(Collected data entries)
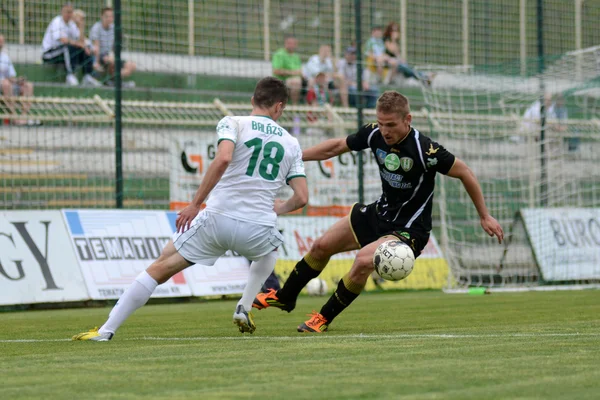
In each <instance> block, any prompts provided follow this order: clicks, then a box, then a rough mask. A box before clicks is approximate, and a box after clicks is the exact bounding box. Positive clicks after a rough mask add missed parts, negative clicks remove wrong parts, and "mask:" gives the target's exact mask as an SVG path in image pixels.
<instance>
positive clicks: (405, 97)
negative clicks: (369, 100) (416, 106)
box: [376, 90, 410, 117]
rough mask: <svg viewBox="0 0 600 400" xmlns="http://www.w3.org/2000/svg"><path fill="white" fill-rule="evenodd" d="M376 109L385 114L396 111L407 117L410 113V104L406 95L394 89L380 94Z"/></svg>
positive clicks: (377, 100)
mask: <svg viewBox="0 0 600 400" xmlns="http://www.w3.org/2000/svg"><path fill="white" fill-rule="evenodd" d="M376 109H377V111H379V112H382V113H384V114H392V113H396V114H399V115H400V116H402V117H406V116H407V115H408V114H410V105H409V104H408V99H407V98H406V96H404V95H401V94H400V93H398V92H396V91H393V90H389V91H387V92H383V94H382V95H381V96H379V99H377V107H376Z"/></svg>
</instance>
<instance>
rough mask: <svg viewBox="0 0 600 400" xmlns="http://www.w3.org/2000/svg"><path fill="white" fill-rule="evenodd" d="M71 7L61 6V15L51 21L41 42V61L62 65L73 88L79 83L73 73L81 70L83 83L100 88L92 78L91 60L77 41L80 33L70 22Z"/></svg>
mask: <svg viewBox="0 0 600 400" xmlns="http://www.w3.org/2000/svg"><path fill="white" fill-rule="evenodd" d="M72 17H73V6H72V5H71V4H70V3H66V4H65V5H63V7H62V9H61V15H58V16H56V17H54V19H52V21H51V22H50V25H48V28H47V29H46V33H45V34H44V39H43V40H42V60H43V61H44V63H46V64H63V63H64V65H65V69H66V70H67V84H68V85H72V86H75V85H77V84H79V81H78V80H77V78H76V77H75V71H76V70H77V69H78V68H80V67H81V68H83V72H84V76H83V83H84V84H88V85H93V86H100V85H101V84H100V82H98V81H97V80H96V79H94V78H93V77H92V75H91V74H92V71H93V64H94V61H93V58H92V57H91V56H90V55H88V54H86V52H85V49H84V47H82V44H81V43H80V41H79V36H80V32H79V29H78V28H77V25H75V22H74V21H73V20H72Z"/></svg>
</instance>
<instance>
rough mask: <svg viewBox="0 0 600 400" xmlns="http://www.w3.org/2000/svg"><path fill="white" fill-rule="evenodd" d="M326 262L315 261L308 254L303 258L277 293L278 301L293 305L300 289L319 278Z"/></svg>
mask: <svg viewBox="0 0 600 400" xmlns="http://www.w3.org/2000/svg"><path fill="white" fill-rule="evenodd" d="M328 261H329V260H326V261H317V260H315V259H314V258H312V257H311V255H310V253H309V254H307V255H306V256H304V258H303V259H302V260H300V261H298V263H297V264H296V266H295V267H294V270H293V271H292V272H291V273H290V276H289V277H288V279H287V280H286V281H285V284H284V285H283V287H282V288H281V289H279V290H278V291H277V297H278V298H279V301H280V302H282V303H284V304H285V303H295V302H296V299H297V298H298V295H299V294H300V291H302V288H303V287H304V286H306V284H307V283H308V282H309V281H310V280H311V279H314V278H316V277H317V276H319V274H320V273H321V271H322V270H323V268H325V266H326V265H327V262H328ZM309 263H310V264H311V265H312V267H311V265H309Z"/></svg>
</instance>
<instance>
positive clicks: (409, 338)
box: [0, 332, 600, 343]
mask: <svg viewBox="0 0 600 400" xmlns="http://www.w3.org/2000/svg"><path fill="white" fill-rule="evenodd" d="M543 337H600V332H598V333H579V332H547V333H489V334H477V333H474V334H468V333H465V334H461V333H423V334H419V333H399V334H381V335H378V334H348V335H307V334H301V333H299V334H298V335H297V336H249V335H246V336H241V335H240V336H223V337H218V336H196V337H155V336H144V337H135V338H128V337H125V338H120V339H118V341H164V342H169V341H171V342H176V341H182V342H185V341H189V342H199V341H218V340H258V341H261V340H263V341H267V342H268V341H273V342H276V341H298V340H300V341H301V340H329V339H333V340H339V339H494V338H529V339H530V338H543ZM70 341H71V339H67V338H65V339H0V343H50V342H70Z"/></svg>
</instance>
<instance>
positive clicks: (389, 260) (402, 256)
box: [373, 240, 415, 281]
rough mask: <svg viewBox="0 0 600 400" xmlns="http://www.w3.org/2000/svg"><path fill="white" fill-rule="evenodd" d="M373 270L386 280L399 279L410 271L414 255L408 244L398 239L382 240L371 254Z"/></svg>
mask: <svg viewBox="0 0 600 400" xmlns="http://www.w3.org/2000/svg"><path fill="white" fill-rule="evenodd" d="M373 264H374V265H375V271H377V273H378V274H379V276H381V277H382V278H383V279H386V280H388V281H400V280H402V279H404V278H406V277H407V276H408V275H410V273H411V272H412V269H413V267H414V265H415V255H414V254H413V251H412V249H411V248H410V247H408V245H407V244H406V243H404V242H401V241H400V240H388V241H387V242H383V243H381V244H380V245H379V247H377V250H375V254H373Z"/></svg>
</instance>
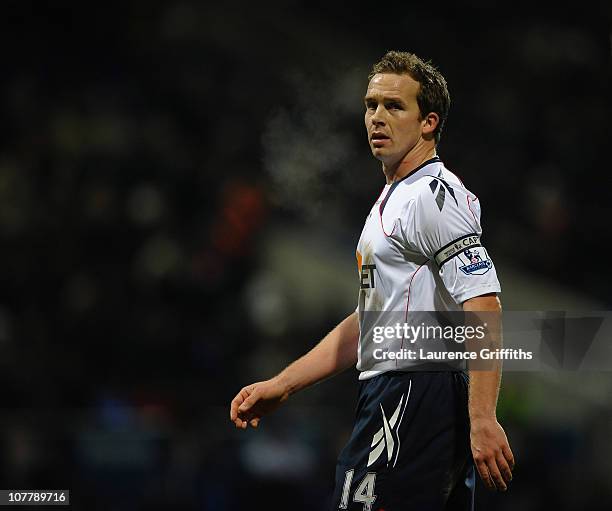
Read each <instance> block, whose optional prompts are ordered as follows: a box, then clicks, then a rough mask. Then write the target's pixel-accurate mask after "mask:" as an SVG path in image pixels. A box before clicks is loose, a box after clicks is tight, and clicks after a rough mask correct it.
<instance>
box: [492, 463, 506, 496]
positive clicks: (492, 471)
mask: <svg viewBox="0 0 612 511" xmlns="http://www.w3.org/2000/svg"><path fill="white" fill-rule="evenodd" d="M487 467H488V469H489V474H491V478H492V479H493V482H494V483H495V487H496V488H497V489H498V490H501V491H506V490H507V489H508V486H506V482H505V481H504V478H503V477H502V475H501V472H500V471H499V468H498V466H497V462H496V461H495V458H491V459H490V460H489V462H488V463H487Z"/></svg>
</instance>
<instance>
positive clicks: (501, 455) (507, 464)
mask: <svg viewBox="0 0 612 511" xmlns="http://www.w3.org/2000/svg"><path fill="white" fill-rule="evenodd" d="M495 459H496V461H497V468H499V471H500V472H501V475H502V477H503V478H504V482H505V483H506V484H507V483H509V482H510V481H512V469H511V468H510V466H509V465H508V462H507V461H506V458H505V457H504V456H503V454H502V453H501V452H500V453H498V454H497V457H496V458H495Z"/></svg>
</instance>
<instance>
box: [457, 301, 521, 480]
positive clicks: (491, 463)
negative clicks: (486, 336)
mask: <svg viewBox="0 0 612 511" xmlns="http://www.w3.org/2000/svg"><path fill="white" fill-rule="evenodd" d="M463 310H465V311H470V312H475V313H477V312H480V311H483V312H487V313H488V314H487V315H486V321H487V323H488V331H489V337H488V339H487V341H488V342H489V345H490V347H501V342H502V339H501V317H500V316H501V314H500V313H501V304H500V302H499V299H498V298H497V295H495V294H489V295H483V296H478V297H475V298H471V299H470V300H467V301H466V302H464V304H463ZM491 313H492V314H491ZM492 364H493V365H492V366H491V367H487V368H486V369H487V370H483V369H482V367H481V368H480V369H470V391H469V404H468V407H469V414H470V437H471V444H472V455H473V456H474V463H475V464H476V468H477V469H478V473H479V474H480V477H481V479H482V480H483V482H484V483H485V485H486V486H487V487H488V488H489V489H492V490H495V489H498V490H501V491H505V490H506V489H507V488H508V486H507V485H508V483H509V482H510V481H511V480H512V469H513V468H514V456H513V454H512V450H511V449H510V445H509V444H508V439H507V438H506V433H505V432H504V430H503V428H502V427H501V425H500V424H499V423H498V422H497V415H496V411H495V410H496V408H497V397H498V394H499V387H500V382H501V372H502V370H501V361H494V362H492Z"/></svg>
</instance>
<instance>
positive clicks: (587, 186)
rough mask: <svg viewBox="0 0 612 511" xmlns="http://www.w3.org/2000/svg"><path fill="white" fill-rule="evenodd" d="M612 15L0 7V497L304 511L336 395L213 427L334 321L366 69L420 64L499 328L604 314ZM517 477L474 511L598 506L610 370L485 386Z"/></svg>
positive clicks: (322, 478)
mask: <svg viewBox="0 0 612 511" xmlns="http://www.w3.org/2000/svg"><path fill="white" fill-rule="evenodd" d="M611 14H612V10H611V8H610V4H609V3H608V2H603V1H602V2H581V3H580V6H579V7H576V8H573V9H571V10H569V9H568V10H565V11H563V10H560V9H559V8H557V9H555V10H551V9H549V8H545V7H543V6H542V7H538V6H536V5H533V4H530V5H529V7H528V8H527V7H519V6H514V7H512V8H510V7H508V8H499V7H492V6H490V5H489V3H485V2H461V3H459V4H458V5H456V6H454V7H445V6H442V5H440V6H437V5H436V6H432V7H426V6H424V4H419V6H416V7H415V6H412V5H410V4H409V3H402V4H399V5H395V4H376V5H374V4H372V5H367V6H365V7H361V8H358V7H357V6H356V4H355V5H352V6H350V7H349V6H337V7H334V6H330V5H325V6H317V5H315V4H311V3H306V2H298V1H293V2H282V3H281V2H272V3H266V4H265V5H260V4H258V3H254V2H253V3H249V2H233V3H231V4H229V3H228V4H224V3H217V4H212V5H209V4H205V3H198V2H178V3H170V2H168V3H165V4H164V3H158V2H153V3H144V2H135V1H132V2H124V3H121V4H119V3H117V4H114V3H109V4H107V3H105V4H95V5H86V4H83V3H76V2H75V3H74V5H72V4H71V3H66V2H60V3H53V4H52V5H51V4H48V5H46V4H44V3H42V2H7V3H5V4H3V12H2V16H0V28H1V30H0V46H1V55H2V78H1V80H0V115H1V120H2V122H1V124H0V129H1V138H0V247H1V251H0V369H1V370H0V378H1V379H0V392H1V394H0V395H1V397H2V412H1V415H0V419H1V428H0V445H1V447H2V456H1V458H0V481H1V484H0V489H25V488H41V489H42V488H55V489H70V490H71V492H72V500H73V508H74V509H87V510H97V509H113V510H132V509H134V510H166V509H182V510H219V511H221V510H235V509H243V508H251V509H267V510H273V509H283V510H285V509H292V510H301V509H304V510H305V509H324V508H325V505H326V502H327V500H326V499H327V498H328V496H329V493H330V491H331V485H332V483H333V474H334V464H335V458H336V456H337V454H338V452H339V450H340V448H341V447H342V445H343V442H344V441H345V440H346V439H347V435H348V434H349V432H350V428H351V424H352V414H353V406H354V402H355V395H356V373H355V371H349V372H347V374H344V375H342V376H340V377H338V378H337V379H336V380H334V381H328V382H325V383H322V384H320V385H318V386H316V387H315V388H313V389H311V390H309V391H307V392H305V393H304V394H302V395H299V396H296V397H295V399H294V400H292V402H291V403H290V404H288V405H287V406H286V407H284V408H283V409H281V410H279V411H278V412H277V413H276V414H275V415H274V416H271V417H269V418H268V419H266V420H264V421H263V422H262V425H261V427H260V429H259V430H258V431H255V432H251V431H249V432H238V431H236V430H234V428H233V427H232V425H231V423H230V422H229V419H228V412H229V402H230V400H231V399H232V397H233V396H234V394H235V393H236V392H237V391H238V390H239V389H240V388H241V387H242V386H243V385H246V384H248V383H251V382H253V381H256V380H257V379H263V378H267V377H270V376H272V375H273V374H274V373H276V372H278V371H279V370H280V369H282V368H283V367H284V366H285V365H286V364H287V363H289V362H290V361H291V360H292V359H294V358H295V357H297V356H298V355H300V354H301V353H303V352H304V351H305V350H307V349H308V348H309V347H311V346H312V345H314V343H316V342H317V341H318V339H320V337H321V336H322V335H323V334H324V333H325V332H326V331H328V330H329V329H331V328H332V327H333V326H334V325H335V324H336V323H337V322H338V321H339V320H340V319H342V318H343V317H344V316H345V315H346V314H348V313H349V312H350V311H351V310H353V309H354V307H355V303H356V292H357V279H356V273H355V262H354V259H353V258H354V250H355V245H356V242H357V239H358V236H359V232H360V230H361V227H362V223H363V220H364V218H365V216H366V214H367V212H368V210H369V209H370V207H371V204H372V202H373V201H374V200H375V199H376V197H377V195H378V193H379V191H380V188H381V187H382V185H383V183H384V181H383V178H382V174H381V173H380V169H379V164H378V163H377V162H376V161H375V160H373V159H372V157H371V155H370V154H369V149H368V146H367V142H366V137H365V131H364V127H363V106H362V97H363V94H364V92H365V89H366V85H367V78H366V77H367V74H368V72H369V69H370V67H371V65H372V64H373V63H374V62H375V61H376V60H378V59H379V58H380V57H381V56H382V55H383V54H384V52H385V51H386V50H388V49H400V50H409V51H413V52H415V53H417V54H418V55H420V56H421V57H423V58H425V59H431V60H432V61H433V62H434V64H436V65H437V67H438V68H439V69H440V70H441V71H442V73H443V74H444V75H445V77H446V78H447V81H448V83H449V89H450V93H451V97H452V107H451V112H450V116H449V120H448V124H447V128H446V130H445V132H444V134H443V137H442V143H441V145H440V147H439V154H440V155H441V157H442V159H443V160H444V162H445V163H446V165H447V166H448V167H449V168H450V169H451V170H453V171H454V172H456V173H457V174H458V175H459V176H460V177H461V178H462V179H463V180H464V182H466V184H467V186H468V187H469V188H470V189H471V190H472V191H473V192H474V193H476V194H477V195H478V196H479V197H480V200H481V204H482V209H483V226H484V236H483V240H485V242H486V246H487V248H488V249H489V251H490V253H491V254H492V255H493V258H494V259H495V261H496V263H497V266H498V273H499V275H500V279H501V281H502V287H503V289H504V293H503V294H502V301H503V303H504V306H505V307H507V308H514V309H516V310H524V309H534V310H549V309H557V310H565V309H582V310H587V309H588V310H605V309H609V308H610V307H611V306H612V297H611V295H610V292H609V285H610V281H611V277H612V271H611V270H610V266H609V265H608V264H607V256H606V253H605V251H604V248H605V247H606V246H607V243H608V241H609V237H610V232H609V227H608V222H609V217H610V211H611V208H610V199H611V194H610V184H611V183H610V177H609V170H610V164H609V162H608V157H607V154H605V150H606V149H607V147H608V145H609V142H610V130H609V120H608V119H609V114H610V106H611V105H610V83H611V80H610V78H611V72H610V71H611V67H610V65H611V59H610V19H611ZM505 378H506V380H505V381H506V383H505V385H504V387H503V390H502V394H501V398H500V406H499V415H500V420H501V421H502V422H503V424H504V425H505V427H506V429H507V431H508V434H509V437H510V440H511V442H512V445H513V448H514V451H515V455H516V457H517V470H516V475H515V481H514V482H513V484H512V489H511V491H510V492H508V494H506V495H503V496H495V495H490V494H487V493H486V491H485V490H484V488H483V487H482V486H479V488H478V500H479V503H480V507H479V509H496V510H505V509H523V510H530V509H534V510H536V509H537V510H539V509H543V508H544V507H546V508H549V507H550V508H551V509H558V510H574V509H581V510H599V509H609V508H610V503H611V502H612V493H611V490H610V487H611V483H612V479H611V476H610V474H612V463H611V461H610V460H611V459H612V442H611V441H610V432H611V431H612V400H610V395H612V385H611V380H612V376H611V375H610V373H609V372H608V373H597V374H595V373H589V374H584V373H583V374H579V373H559V374H519V373H515V374H508V375H507V376H506V377H505Z"/></svg>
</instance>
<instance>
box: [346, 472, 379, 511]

Exercise brief: Rewrite the lines from the beginning through the line containing "box: [376, 90, 410, 117]", putting "enclosing box" in place of "bounding box" and leaving everything else as it is. Skip the pictures.

Answer to this exercise:
In each <instance> block, any prompts provided follow this order: clicks, then a box, then a rough mask. A box before clicks is approximate, and a box after clicks is the exact enclosing box. Positive clicks after a rough mask add missed parts, negative clicks remove wrong parts, and "mask:" gives the target's exact mask as an SVG path in image pixels.
<instance>
positive clicks: (405, 97)
negative clicks: (369, 100) (416, 106)
box: [376, 90, 410, 117]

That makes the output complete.